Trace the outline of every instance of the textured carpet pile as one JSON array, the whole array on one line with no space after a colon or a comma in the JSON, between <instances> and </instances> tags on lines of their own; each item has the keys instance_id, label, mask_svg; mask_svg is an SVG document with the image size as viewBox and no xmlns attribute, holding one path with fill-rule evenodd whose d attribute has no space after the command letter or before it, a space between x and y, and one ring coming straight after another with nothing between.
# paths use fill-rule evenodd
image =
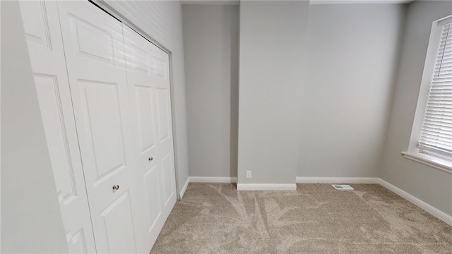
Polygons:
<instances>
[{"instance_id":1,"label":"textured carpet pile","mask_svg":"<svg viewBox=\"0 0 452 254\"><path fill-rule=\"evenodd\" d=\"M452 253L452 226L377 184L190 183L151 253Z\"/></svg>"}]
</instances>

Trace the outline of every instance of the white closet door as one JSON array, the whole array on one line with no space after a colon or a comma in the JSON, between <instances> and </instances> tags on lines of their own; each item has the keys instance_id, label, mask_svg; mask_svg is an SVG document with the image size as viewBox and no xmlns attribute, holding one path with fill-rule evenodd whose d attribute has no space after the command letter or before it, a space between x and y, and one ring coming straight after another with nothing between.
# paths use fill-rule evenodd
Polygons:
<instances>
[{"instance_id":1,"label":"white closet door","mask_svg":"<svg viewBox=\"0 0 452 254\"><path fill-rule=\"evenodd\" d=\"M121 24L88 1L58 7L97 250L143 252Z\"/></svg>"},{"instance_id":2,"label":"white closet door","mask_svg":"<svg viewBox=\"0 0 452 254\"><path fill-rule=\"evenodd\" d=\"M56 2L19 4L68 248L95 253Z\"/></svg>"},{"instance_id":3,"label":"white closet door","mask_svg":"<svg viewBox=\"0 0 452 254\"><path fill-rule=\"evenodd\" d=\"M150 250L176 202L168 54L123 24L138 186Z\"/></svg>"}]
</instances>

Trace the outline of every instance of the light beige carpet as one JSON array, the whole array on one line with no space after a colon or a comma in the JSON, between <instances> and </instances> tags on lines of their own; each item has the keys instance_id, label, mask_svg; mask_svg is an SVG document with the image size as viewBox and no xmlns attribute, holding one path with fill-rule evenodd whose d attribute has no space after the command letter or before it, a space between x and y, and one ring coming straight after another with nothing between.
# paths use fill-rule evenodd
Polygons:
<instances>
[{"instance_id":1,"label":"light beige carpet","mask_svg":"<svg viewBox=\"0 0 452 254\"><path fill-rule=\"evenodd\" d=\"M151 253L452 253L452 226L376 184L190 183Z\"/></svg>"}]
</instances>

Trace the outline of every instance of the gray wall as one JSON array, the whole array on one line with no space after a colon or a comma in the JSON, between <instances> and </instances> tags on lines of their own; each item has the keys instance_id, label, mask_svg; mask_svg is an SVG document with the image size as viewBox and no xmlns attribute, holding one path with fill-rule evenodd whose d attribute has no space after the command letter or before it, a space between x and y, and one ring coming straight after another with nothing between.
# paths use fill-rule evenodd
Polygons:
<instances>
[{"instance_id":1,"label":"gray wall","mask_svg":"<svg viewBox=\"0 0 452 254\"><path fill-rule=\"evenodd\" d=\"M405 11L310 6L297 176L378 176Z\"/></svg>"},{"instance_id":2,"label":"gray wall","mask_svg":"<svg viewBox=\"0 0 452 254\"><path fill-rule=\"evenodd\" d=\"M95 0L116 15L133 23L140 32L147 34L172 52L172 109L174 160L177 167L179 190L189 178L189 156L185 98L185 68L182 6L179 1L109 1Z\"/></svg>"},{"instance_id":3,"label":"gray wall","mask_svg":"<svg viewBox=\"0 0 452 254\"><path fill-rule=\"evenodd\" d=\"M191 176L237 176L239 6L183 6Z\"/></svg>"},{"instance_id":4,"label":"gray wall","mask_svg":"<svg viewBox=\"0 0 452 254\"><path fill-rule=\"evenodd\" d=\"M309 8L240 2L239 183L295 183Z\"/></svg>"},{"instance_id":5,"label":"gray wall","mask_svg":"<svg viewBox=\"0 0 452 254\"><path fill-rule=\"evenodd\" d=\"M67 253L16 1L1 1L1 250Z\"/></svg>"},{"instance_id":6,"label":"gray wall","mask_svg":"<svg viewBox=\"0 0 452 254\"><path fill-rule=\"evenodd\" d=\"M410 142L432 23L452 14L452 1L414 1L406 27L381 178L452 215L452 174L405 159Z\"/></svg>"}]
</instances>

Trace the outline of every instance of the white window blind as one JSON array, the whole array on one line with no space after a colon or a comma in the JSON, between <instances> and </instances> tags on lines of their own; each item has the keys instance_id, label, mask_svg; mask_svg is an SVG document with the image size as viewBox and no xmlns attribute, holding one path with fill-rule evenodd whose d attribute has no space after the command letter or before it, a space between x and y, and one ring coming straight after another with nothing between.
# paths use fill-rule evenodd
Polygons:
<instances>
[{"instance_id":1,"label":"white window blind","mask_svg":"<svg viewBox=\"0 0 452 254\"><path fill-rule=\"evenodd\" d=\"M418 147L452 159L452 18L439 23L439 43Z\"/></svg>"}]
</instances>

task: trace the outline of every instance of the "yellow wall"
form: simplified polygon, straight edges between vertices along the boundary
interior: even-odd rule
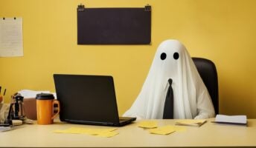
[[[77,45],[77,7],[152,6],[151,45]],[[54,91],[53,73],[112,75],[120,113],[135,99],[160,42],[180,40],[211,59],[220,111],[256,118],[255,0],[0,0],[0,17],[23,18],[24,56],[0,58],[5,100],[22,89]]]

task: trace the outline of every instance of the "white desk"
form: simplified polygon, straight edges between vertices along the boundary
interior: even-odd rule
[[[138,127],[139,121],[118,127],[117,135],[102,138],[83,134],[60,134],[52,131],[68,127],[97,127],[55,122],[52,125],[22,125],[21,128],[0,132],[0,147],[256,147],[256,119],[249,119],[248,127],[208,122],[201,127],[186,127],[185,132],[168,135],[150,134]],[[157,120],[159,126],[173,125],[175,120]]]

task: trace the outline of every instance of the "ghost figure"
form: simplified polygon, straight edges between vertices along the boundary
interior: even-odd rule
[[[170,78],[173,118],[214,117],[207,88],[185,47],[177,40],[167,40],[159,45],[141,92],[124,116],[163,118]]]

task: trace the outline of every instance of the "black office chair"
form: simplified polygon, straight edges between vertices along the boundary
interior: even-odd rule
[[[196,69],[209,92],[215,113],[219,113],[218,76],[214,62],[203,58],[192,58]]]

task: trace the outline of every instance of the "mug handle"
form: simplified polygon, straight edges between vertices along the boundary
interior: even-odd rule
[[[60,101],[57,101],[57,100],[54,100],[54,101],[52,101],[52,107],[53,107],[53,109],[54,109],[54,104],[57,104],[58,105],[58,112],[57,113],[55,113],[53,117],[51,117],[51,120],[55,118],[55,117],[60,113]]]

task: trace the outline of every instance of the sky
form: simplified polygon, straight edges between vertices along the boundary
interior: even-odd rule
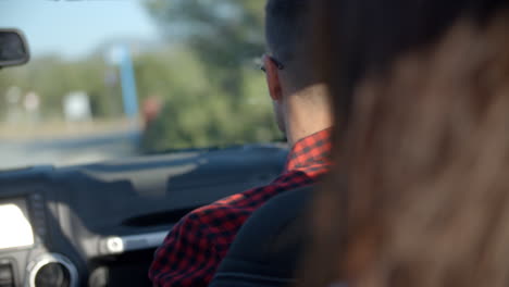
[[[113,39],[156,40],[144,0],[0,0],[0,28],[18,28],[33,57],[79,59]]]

--- Objective ---
Can you reproduce the entire listing above word for word, leaving out the pictures?

--- Solution to this exercise ---
Trace the outline of every instance of the textured carpet pile as one JSON array, the whole array on one line with no space after a colon or a comma in the JSON, between <instances> and </instances> tags on lines of their own; each item has the keys instance_id, label, mask_svg; mask_svg is an SVG document with the image size as viewBox and no xmlns attribute, holding one path with fill-rule evenodd whose d attribute has no space after the command letter or before it, a space between x and y, and one ring coming straight after another with nothing between.
# paths use fill-rule evenodd
image =
Polygons:
<instances>
[{"instance_id":1,"label":"textured carpet pile","mask_svg":"<svg viewBox=\"0 0 452 254\"><path fill-rule=\"evenodd\" d=\"M452 253L452 226L377 184L190 183L151 253Z\"/></svg>"}]
</instances>

Trace the outline of every instance of the white closet door as one JSON array, the whole array on one line with no space after a colon or a comma in the JSON, between <instances> and </instances> tags on lines of their own; each item has the keys instance_id, label, mask_svg; mask_svg is an SVG document with the image size as viewBox and no xmlns attribute, holding one path with fill-rule evenodd whose d attribute has no space after the command letter or before it, a space between x and y, and one ring coming straight after another with nothing between.
# paths use fill-rule evenodd
Polygons:
<instances>
[{"instance_id":1,"label":"white closet door","mask_svg":"<svg viewBox=\"0 0 452 254\"><path fill-rule=\"evenodd\" d=\"M121 24L88 1L58 7L97 250L143 252Z\"/></svg>"},{"instance_id":2,"label":"white closet door","mask_svg":"<svg viewBox=\"0 0 452 254\"><path fill-rule=\"evenodd\" d=\"M56 2L19 4L68 248L95 253Z\"/></svg>"},{"instance_id":3,"label":"white closet door","mask_svg":"<svg viewBox=\"0 0 452 254\"><path fill-rule=\"evenodd\" d=\"M150 250L176 202L168 54L123 24L138 186Z\"/></svg>"}]
</instances>

Trace the outline of every instance of the light beige carpet as one JSON array, the whole array on one line with no space after a colon or a comma in the JSON, between <instances> and </instances> tags on lines of their own; each item has the keys instance_id, label, mask_svg; mask_svg is an SVG document with the image size as viewBox and no xmlns attribute, holding one path with fill-rule evenodd whose d attribute has no space after the command letter or before it, a space between x and y, and one ring coming straight after another with nothing between.
# paths use fill-rule evenodd
Polygons:
<instances>
[{"instance_id":1,"label":"light beige carpet","mask_svg":"<svg viewBox=\"0 0 452 254\"><path fill-rule=\"evenodd\" d=\"M151 253L452 253L452 226L376 184L190 183Z\"/></svg>"}]
</instances>

Trace the outline of every instance of the gray wall as one JSON array, the whole array on one line with no space after a colon or a comma in the JSON, between <instances> and </instances> tags on lines of their own; each item has the keys instance_id, label, mask_svg; mask_svg is an SVG document with the image size as viewBox and no xmlns attribute, holding one path with fill-rule evenodd whose d attribute has no space after the command letter or before it, a space between x and y, and one ring coming straight after another with nothing between.
# paths use fill-rule evenodd
Polygons:
<instances>
[{"instance_id":1,"label":"gray wall","mask_svg":"<svg viewBox=\"0 0 452 254\"><path fill-rule=\"evenodd\" d=\"M405 11L310 6L297 176L378 176Z\"/></svg>"},{"instance_id":2,"label":"gray wall","mask_svg":"<svg viewBox=\"0 0 452 254\"><path fill-rule=\"evenodd\" d=\"M95 0L116 15L133 23L140 32L147 34L172 52L172 109L174 160L177 167L179 190L189 178L189 156L185 98L185 68L182 6L179 1L109 1Z\"/></svg>"},{"instance_id":3,"label":"gray wall","mask_svg":"<svg viewBox=\"0 0 452 254\"><path fill-rule=\"evenodd\" d=\"M191 176L237 176L239 6L183 6Z\"/></svg>"},{"instance_id":4,"label":"gray wall","mask_svg":"<svg viewBox=\"0 0 452 254\"><path fill-rule=\"evenodd\" d=\"M309 8L240 2L239 183L295 183Z\"/></svg>"},{"instance_id":5,"label":"gray wall","mask_svg":"<svg viewBox=\"0 0 452 254\"><path fill-rule=\"evenodd\" d=\"M67 253L16 1L1 1L1 250Z\"/></svg>"},{"instance_id":6,"label":"gray wall","mask_svg":"<svg viewBox=\"0 0 452 254\"><path fill-rule=\"evenodd\" d=\"M410 142L432 23L452 14L452 1L414 1L406 27L381 178L452 215L452 174L405 159Z\"/></svg>"}]
</instances>

Trace the outline of every instance of the white window blind as one JSON array, the whole array on one line with no space after a colon or a comma in the JSON, between <instances> and </instances> tags on lines of their own; each item has the keys instance_id, label, mask_svg; mask_svg is an SVG document with the image size as viewBox and no xmlns attribute, holding one path with fill-rule evenodd whose d attribute has no space after the command letter or before it, a space between x and y, and one ring coming straight after another with nothing between.
# paths use fill-rule evenodd
Polygons:
<instances>
[{"instance_id":1,"label":"white window blind","mask_svg":"<svg viewBox=\"0 0 452 254\"><path fill-rule=\"evenodd\" d=\"M418 147L452 159L452 18L439 23L439 43Z\"/></svg>"}]
</instances>

task: trace the outline of every instance of the "yellow wall"
form: simplified polygon, straight edges between vertices along the boundary
interior: even-odd rule
[[[77,45],[77,7],[152,6],[151,45]],[[54,91],[53,73],[112,75],[120,113],[135,99],[160,42],[180,40],[211,59],[220,111],[256,118],[255,0],[0,0],[0,17],[23,18],[24,56],[0,58],[5,100],[22,89]]]

task: trace the outline of every instance of the "white desk"
form: simplified polygon, straight edges between vertices along the boundary
interior: even-odd rule
[[[138,127],[139,121],[118,127],[117,135],[102,138],[83,134],[60,134],[52,131],[68,127],[97,127],[55,122],[52,125],[22,125],[21,128],[0,132],[0,147],[256,147],[256,119],[249,119],[248,127],[208,122],[201,127],[186,127],[185,132],[168,135],[150,134]],[[157,120],[159,126],[173,125],[175,120]]]

task: trace the outline of every instance of the "ghost figure"
form: simplified polygon, straight edges between vertices along the boundary
interior: even-odd rule
[[[170,78],[173,118],[214,117],[207,88],[185,47],[177,40],[167,40],[159,45],[141,92],[124,116],[163,118]]]

task: trace the outline of every instance of the "black office chair"
form: simplified polygon, straight edges between vertices along the boundary
interior: even-odd rule
[[[196,69],[209,92],[215,113],[219,113],[218,76],[214,62],[203,58],[192,58]]]

task: trace the outline of every instance of the "mug handle"
form: simplified polygon, straight edges between vertices along the boundary
interior: even-odd rule
[[[60,101],[57,101],[57,100],[54,100],[54,101],[52,101],[52,107],[53,107],[53,109],[54,109],[54,104],[57,104],[58,105],[58,112],[57,113],[55,113],[53,117],[51,117],[51,120],[55,118],[55,117],[60,113]]]

task: trace the outline of every instance of the sky
form: simplified polygon, straight edges between vertices along the boundary
interior: even-odd rule
[[[113,39],[156,40],[144,0],[0,0],[0,28],[18,28],[33,57],[79,59]]]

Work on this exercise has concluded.